STATED PROBLEM: How many lines in the records below include the word "fringed"? Reply with the number alone.

— start DATA FOR THIS TASK —

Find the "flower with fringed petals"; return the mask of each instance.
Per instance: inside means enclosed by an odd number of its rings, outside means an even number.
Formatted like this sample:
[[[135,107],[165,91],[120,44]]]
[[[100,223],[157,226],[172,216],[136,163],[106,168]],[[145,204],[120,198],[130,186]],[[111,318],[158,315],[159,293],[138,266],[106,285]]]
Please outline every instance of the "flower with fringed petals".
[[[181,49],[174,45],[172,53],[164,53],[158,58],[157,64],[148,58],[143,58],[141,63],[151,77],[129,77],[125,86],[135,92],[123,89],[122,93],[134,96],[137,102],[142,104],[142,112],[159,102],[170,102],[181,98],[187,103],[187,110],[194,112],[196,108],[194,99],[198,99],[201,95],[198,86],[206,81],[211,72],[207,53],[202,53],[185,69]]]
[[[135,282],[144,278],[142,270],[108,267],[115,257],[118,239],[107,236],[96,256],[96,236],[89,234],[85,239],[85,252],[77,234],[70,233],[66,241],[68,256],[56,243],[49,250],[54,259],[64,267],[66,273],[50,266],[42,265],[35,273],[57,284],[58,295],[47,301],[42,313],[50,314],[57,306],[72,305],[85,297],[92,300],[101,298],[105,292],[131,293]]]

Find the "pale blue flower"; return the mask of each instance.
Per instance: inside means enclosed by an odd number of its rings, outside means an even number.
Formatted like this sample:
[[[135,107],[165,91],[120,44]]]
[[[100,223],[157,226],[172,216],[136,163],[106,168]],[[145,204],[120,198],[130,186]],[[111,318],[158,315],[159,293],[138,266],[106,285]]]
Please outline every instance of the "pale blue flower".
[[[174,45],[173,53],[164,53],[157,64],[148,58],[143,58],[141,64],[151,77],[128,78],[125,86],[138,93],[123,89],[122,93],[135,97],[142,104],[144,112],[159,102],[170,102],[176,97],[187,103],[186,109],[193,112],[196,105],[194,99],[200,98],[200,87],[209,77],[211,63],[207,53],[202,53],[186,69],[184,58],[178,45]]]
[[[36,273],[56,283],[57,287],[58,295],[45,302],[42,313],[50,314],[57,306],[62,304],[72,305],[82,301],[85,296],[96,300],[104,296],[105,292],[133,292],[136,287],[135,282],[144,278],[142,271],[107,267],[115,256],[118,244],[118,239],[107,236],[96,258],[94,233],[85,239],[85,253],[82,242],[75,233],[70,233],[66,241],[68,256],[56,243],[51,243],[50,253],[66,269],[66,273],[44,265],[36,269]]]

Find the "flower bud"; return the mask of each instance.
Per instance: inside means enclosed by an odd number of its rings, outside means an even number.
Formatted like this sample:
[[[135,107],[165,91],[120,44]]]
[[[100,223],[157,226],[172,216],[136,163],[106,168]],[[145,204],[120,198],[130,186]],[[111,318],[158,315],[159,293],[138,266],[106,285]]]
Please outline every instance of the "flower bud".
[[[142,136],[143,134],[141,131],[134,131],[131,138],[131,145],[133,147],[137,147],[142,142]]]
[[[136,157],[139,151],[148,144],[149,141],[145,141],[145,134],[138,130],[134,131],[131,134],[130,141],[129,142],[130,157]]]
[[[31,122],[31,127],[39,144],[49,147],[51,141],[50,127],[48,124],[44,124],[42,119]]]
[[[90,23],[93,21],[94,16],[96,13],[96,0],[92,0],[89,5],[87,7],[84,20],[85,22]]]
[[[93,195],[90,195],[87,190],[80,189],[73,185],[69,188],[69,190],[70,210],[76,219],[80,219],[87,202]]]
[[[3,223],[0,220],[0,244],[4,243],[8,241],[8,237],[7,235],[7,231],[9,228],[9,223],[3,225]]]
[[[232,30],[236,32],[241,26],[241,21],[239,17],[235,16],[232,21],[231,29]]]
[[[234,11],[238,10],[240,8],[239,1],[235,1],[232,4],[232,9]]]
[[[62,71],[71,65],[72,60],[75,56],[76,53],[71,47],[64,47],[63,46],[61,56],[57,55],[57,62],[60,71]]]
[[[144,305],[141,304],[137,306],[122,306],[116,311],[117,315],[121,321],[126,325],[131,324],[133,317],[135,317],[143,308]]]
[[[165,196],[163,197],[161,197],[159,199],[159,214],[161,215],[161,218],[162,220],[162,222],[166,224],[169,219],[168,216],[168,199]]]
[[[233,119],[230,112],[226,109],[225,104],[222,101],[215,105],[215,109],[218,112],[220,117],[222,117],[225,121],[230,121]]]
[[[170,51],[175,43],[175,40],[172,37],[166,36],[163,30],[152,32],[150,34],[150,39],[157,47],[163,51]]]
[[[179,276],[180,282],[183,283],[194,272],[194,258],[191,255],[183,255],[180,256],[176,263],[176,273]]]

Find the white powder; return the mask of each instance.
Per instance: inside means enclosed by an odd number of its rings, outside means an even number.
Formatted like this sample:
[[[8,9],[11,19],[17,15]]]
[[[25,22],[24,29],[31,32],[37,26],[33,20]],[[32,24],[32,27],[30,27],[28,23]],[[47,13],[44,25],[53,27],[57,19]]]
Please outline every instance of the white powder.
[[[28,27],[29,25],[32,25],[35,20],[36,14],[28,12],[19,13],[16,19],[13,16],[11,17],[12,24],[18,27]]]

— end DATA FOR THIS TASK —

EXPECTED ANSWER: 2